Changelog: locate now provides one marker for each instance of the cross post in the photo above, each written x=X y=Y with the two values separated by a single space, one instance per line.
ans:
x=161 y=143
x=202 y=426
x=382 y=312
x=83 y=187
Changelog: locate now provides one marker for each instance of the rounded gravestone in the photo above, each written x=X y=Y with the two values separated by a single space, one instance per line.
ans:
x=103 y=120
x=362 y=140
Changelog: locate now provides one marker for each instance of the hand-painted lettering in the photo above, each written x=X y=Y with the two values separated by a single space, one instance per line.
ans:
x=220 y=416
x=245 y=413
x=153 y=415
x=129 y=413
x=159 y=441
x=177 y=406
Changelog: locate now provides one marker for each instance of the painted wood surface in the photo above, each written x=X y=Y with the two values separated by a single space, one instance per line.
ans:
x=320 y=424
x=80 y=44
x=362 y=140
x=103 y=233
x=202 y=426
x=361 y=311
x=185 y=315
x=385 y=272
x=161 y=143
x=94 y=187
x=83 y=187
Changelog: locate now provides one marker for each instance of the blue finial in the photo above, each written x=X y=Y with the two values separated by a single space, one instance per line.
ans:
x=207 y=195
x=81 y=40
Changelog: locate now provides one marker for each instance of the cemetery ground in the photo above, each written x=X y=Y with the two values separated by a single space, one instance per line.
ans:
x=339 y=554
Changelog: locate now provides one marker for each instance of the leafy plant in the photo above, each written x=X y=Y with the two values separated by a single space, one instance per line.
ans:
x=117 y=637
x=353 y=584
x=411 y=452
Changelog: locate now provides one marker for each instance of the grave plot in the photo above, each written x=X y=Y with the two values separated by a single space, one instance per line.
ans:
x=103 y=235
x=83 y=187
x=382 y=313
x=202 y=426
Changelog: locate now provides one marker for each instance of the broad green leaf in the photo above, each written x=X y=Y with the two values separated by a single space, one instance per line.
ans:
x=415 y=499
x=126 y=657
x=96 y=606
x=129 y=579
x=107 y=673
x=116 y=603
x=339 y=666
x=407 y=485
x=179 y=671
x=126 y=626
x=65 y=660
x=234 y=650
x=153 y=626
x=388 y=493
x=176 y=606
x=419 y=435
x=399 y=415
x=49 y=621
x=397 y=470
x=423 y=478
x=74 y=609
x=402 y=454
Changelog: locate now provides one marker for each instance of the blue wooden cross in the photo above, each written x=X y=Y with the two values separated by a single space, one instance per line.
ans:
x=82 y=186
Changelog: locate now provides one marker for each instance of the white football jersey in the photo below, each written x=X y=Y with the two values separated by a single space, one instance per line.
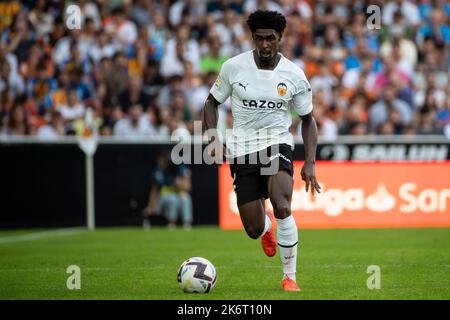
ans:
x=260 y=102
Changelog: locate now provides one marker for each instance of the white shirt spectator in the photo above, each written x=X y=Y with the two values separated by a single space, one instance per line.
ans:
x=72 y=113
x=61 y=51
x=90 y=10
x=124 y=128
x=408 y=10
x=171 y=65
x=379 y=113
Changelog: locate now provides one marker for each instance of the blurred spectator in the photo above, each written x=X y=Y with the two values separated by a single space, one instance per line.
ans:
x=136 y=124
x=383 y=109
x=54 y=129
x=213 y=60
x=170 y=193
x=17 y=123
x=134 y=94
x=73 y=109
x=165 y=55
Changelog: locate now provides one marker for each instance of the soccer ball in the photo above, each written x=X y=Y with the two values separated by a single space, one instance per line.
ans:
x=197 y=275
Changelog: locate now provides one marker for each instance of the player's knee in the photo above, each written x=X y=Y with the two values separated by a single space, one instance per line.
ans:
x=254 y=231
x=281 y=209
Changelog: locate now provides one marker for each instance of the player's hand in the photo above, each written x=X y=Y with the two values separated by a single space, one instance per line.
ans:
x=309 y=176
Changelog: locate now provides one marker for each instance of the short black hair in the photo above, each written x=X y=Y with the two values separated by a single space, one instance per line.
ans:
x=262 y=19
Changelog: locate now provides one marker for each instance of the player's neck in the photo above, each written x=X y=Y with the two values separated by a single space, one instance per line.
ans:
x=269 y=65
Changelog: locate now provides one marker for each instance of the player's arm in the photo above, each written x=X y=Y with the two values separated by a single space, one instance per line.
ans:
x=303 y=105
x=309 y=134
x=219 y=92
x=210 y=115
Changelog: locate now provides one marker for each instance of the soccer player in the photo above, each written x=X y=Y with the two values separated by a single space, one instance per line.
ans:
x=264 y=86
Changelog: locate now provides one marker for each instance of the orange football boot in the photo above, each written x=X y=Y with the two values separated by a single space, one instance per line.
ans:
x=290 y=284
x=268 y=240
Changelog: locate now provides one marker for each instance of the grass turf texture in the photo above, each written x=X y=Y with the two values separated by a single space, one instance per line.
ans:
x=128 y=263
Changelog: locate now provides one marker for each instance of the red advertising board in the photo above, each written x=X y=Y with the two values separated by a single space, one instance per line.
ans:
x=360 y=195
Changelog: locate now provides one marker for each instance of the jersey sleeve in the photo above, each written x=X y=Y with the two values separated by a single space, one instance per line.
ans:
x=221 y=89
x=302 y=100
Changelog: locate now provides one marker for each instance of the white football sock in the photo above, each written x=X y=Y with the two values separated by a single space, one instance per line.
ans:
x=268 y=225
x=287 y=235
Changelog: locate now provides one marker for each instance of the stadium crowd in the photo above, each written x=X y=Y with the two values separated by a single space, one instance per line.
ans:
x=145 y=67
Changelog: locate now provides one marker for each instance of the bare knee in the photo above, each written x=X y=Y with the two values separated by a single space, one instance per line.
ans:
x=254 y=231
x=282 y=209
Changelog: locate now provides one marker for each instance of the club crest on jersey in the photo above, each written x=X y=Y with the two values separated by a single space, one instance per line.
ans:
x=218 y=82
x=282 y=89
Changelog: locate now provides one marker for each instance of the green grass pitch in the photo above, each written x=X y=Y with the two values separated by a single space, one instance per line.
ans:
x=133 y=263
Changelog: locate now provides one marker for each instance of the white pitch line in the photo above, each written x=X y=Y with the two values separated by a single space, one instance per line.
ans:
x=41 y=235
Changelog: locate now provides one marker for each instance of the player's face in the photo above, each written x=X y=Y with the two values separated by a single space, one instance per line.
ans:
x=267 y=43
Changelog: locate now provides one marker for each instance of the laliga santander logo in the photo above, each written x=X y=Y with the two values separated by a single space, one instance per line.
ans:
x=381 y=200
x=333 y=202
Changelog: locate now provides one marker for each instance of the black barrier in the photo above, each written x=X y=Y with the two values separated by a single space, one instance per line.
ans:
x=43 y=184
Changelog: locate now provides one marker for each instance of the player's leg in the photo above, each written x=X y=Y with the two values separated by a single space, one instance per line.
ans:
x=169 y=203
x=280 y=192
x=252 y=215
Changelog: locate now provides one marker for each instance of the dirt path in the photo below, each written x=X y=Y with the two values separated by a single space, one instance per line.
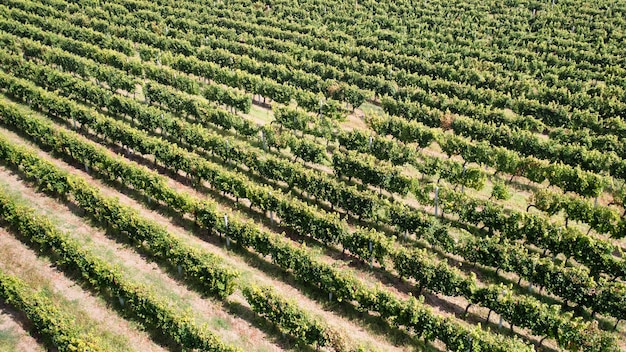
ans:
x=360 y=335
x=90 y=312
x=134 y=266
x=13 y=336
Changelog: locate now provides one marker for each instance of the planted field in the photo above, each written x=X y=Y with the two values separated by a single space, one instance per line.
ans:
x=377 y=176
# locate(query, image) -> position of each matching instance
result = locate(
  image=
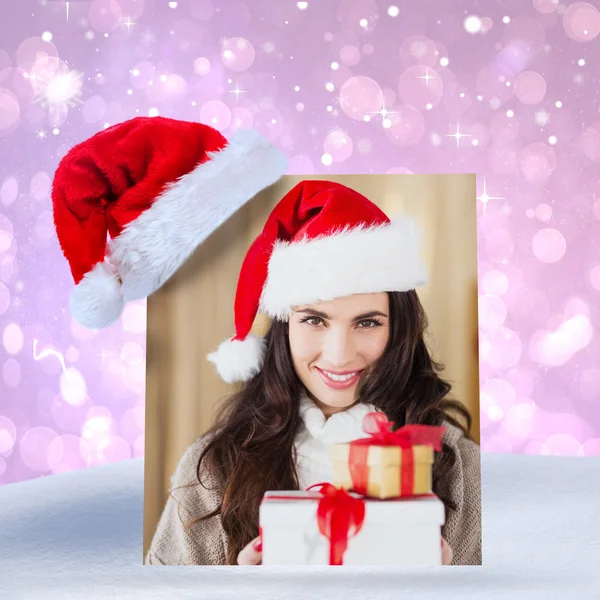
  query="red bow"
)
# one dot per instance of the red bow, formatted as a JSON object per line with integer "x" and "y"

* _What the task asks_
The material should be duplicated word for word, with no images included.

* _Exercise result_
Changelog: locate now provides one marker for each instance of the cross post in the photo above, each written x=X y=Y with the two values separated by a single space, one instance per line.
ans:
x=161 y=143
x=202 y=426
x=382 y=312
x=83 y=187
Changelog: locate now provides one marker for each instance of the rounded gravestone in the photo above, each written x=X y=Y with the two values separated by a single space, one instance per line.
ans:
x=103 y=120
x=362 y=140
Changelog: locate now provides one marker for each instance of the hand-painted lettering in the photo above, each written x=X y=Y with the two values separated by a single space, one instance per line.
ans:
x=220 y=416
x=245 y=413
x=153 y=415
x=129 y=413
x=159 y=441
x=177 y=406
Changelog: locate now provides one marker for each instance of the painted wood surface in the photo above, each written x=X y=Y with the two values separated by a single space, one instance per line.
ans:
x=320 y=424
x=80 y=44
x=362 y=140
x=103 y=233
x=202 y=426
x=361 y=311
x=185 y=315
x=385 y=272
x=161 y=143
x=94 y=187
x=83 y=187
Changelog: locate now provides one marker for each instance of the blue finial in the photo above, each written x=X y=Y with the two values separated by a single space, one instance per line.
ans:
x=207 y=195
x=81 y=40
Changelog: locate now provides one marker for each instance of the cemetery ground in the photo above, each written x=X y=Y with the two values separated by a single space, one instance per line.
ans:
x=339 y=554
Changelog: locate now provides one marker for each instance of the leafy plant in the photo above, each written x=X y=Y with the two values separated by a single space, one instance per line.
ans:
x=117 y=637
x=353 y=584
x=411 y=452
Changelog: locate now provides one marker for each instance of the grave plot in the photo above, each written x=X y=Y with the two values separated by a single space, one instance per line.
ans:
x=103 y=235
x=83 y=187
x=382 y=313
x=202 y=426
Changelog: locate now provides one marker for each instance of the broad green leaf in the photo above, each written x=X y=Y with the two values separated by a single space, one instance per line.
ans:
x=415 y=499
x=126 y=657
x=96 y=606
x=129 y=579
x=107 y=673
x=116 y=603
x=339 y=666
x=407 y=485
x=179 y=671
x=126 y=626
x=65 y=660
x=234 y=650
x=153 y=626
x=388 y=493
x=176 y=606
x=419 y=435
x=399 y=415
x=49 y=621
x=397 y=470
x=423 y=478
x=74 y=609
x=402 y=454
Changelog: locate now provides one marker for each instance of the blue wooden cross in the photo above, each written x=X y=Y with the two values separated by a single space, one instance per line.
ans:
x=82 y=186
Changelog: locate now provides one marker for each instance of the white football jersey in the photo below, each written x=X y=Y with the two values separated by a single space, one instance per line.
ans:
x=260 y=102
Changelog: locate now provides one marker for each instance of the white shirt spectator in the photo above, each written x=X y=Y with the two values separated by a single space, one instance per line.
ans:
x=72 y=113
x=61 y=51
x=90 y=10
x=124 y=128
x=408 y=10
x=171 y=65
x=379 y=113
Changelog: locate now provides one marker for each instance of the blurred spectator in the photo above, each written x=X y=Y with the two values separated by a single space, one instance per line.
ans:
x=136 y=124
x=383 y=109
x=54 y=129
x=213 y=60
x=170 y=193
x=17 y=123
x=134 y=94
x=73 y=109
x=165 y=55
Changelog: locate now provides one marker for each instance of the soccer ball in the photo above, each written x=X y=Y with the two values separated by a single space, one instance per line.
ans:
x=197 y=275
Changelog: locate now provides one marker for each instance of the player's knee in the photo above, each written x=X y=Y with the two values separated by a single space, one instance per line.
ans:
x=254 y=231
x=281 y=209
Changelog: locate now provides one marker for each instance of the player's hand in the photo above, each written x=X y=Y with the two values separated by a single space, one instance per line.
ans:
x=309 y=176
Changelog: locate now provides one marker for each instance of the short black hair in the photo above, each written x=X y=Y with the two values separated by a single space, one instance per line.
ans:
x=262 y=19
Changelog: locate now provides one marker for each instance of the player's neck in the photo above, each written x=X y=Y with the two values separated by a single space, one instance per line.
ans:
x=269 y=65
Changelog: locate now provides one marker for each instance of the player's arm in the photo above, each written x=X y=Y with the two values separated by a single space, one instance per line.
ans:
x=303 y=105
x=309 y=134
x=219 y=92
x=210 y=115
Changelog: locate now provides one marker for each instance of the soccer player in the photo above, each written x=X y=Y with the two values separated by a single space, one instance per line.
ans:
x=264 y=86
Changelog: locate now provides one marker for each instance of the orange football boot in the photo above, each written x=X y=Y with the two values separated by a single space, one instance per line.
ans:
x=290 y=284
x=268 y=240
Changelog: locate now provides one marker for each instance of the grass turf texture in the photo above, each written x=X y=Y with the two values separated by a single space, one instance per line.
ans:
x=128 y=263
Changelog: locate now provides one marker for each instance of the red advertising board in the photo above, each written x=X y=Y with the two values separated by a single space, one instance per line.
ans:
x=360 y=195
Changelog: locate now provides one marker for each instance of the jersey sleeve in the photo above, each written x=X y=Y with the two values separated by a single space, one instance per line.
ans:
x=221 y=89
x=302 y=100
Changelog: locate now provides one marker for each instance of the white football sock in the photo above, each written x=X y=Y with the two values separated by a single space, one instance per line.
ans:
x=268 y=225
x=287 y=235
Changelog: locate now provides one marker for each instance of the stadium crowd in the photo above, each written x=X y=Y with the two values separated by a single space, one instance per line.
ans:
x=145 y=67
Changelog: locate now provides one marker for each instance of the bare knee in the photo above, each written x=X y=Y with the two values separated by a single space, one instance per line.
ans:
x=254 y=231
x=282 y=209
Changelog: locate now provides one marker for each instance of the club crest on jersey in the photo above, each written x=X y=Y with the two values separated by a single space, one instance per line.
ans:
x=218 y=82
x=282 y=89
Changelog: locate now provides one marker for each instance of the green grass pitch in the photo above, each written x=X y=Y with the two values separated by a single space, one instance per line.
ans:
x=133 y=263
Changelog: locate now provides one marker for each instance of the white pitch line in the photo above, each written x=X y=Y with the two values separated by a single space, one instance per line.
ans:
x=41 y=235
Changelog: locate now provides one marker for each instance of the player's face in the photo above, each written x=X y=Y with the two values separated by a single space, one instance per line.
ans:
x=267 y=43
Changelog: locate now provides one marker for each instance of the laliga santander logo in the photo above, each written x=X y=Y with the two values separated by a single space, one instance per line.
ans:
x=381 y=200
x=333 y=202
Changelog: locate now provides one marker for each instance of the black barrier in the photo above, each written x=X y=Y with the two values separated by a single space, one instance per line.
ans:
x=43 y=184
Changelog: locate now provides one marker for each instance of the player's leg in the photo above, each written x=X y=Y with the two values separated by a single space, one instance per line.
ans:
x=169 y=203
x=280 y=192
x=252 y=215
Changelog: locate now provides one marker for each instance of the dirt path in the photo below, each written x=X y=Y with the two values separated by a single space, one instance per line.
ans:
x=360 y=335
x=90 y=312
x=134 y=266
x=13 y=336
Changelog: locate now provides one marker for each instance of the planted field in the photo above, each written x=X y=Y with the two values separated by a single space, one instance per line.
ans:
x=377 y=176
# locate(query, image) -> position of each matching instance
result = locate(
  image=
  query="red bow"
)
# one dot per instance of the red bow, formatted as a JSON object per line with integer "x" and "y"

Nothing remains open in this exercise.